■ Given data:
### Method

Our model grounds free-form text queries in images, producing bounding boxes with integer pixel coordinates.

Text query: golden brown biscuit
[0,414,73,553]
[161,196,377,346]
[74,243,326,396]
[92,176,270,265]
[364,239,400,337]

■ What needs to be done: Reproduce the listing above with "golden brown" switched to "lightly toasted", keeping everything else unchanged.

■ Answer to the problem:
### Method

Our model grounds free-form text queries in images, producing bounding boxes with integer pixel coordinates.

Text query: lightly toasted biscuit
[0,414,73,553]
[161,196,377,346]
[74,243,326,396]
[92,176,270,265]
[364,239,400,337]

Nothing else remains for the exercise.